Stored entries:
------------------------------------

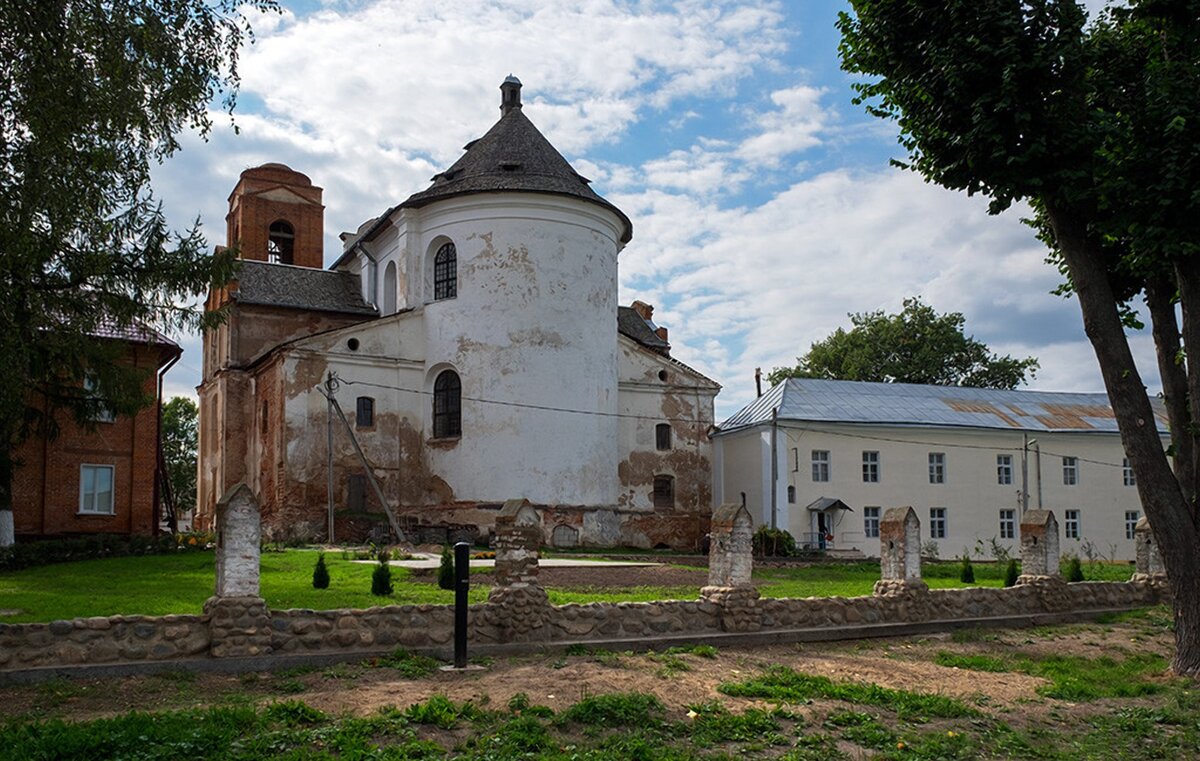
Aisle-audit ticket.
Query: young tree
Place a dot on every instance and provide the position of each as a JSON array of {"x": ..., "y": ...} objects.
[
  {"x": 1097, "y": 127},
  {"x": 916, "y": 346},
  {"x": 180, "y": 439},
  {"x": 93, "y": 93}
]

------------------------------------

Task to carry out:
Copy every line of the records above verbatim, but leave the pictures out.

Solution to the problem:
Aisle-audit ticket.
Query: young tree
Place a dot on every instance and provide the position of each as a JSON array of {"x": ..., "y": ...} objects.
[
  {"x": 1097, "y": 127},
  {"x": 916, "y": 346},
  {"x": 180, "y": 439},
  {"x": 93, "y": 93}
]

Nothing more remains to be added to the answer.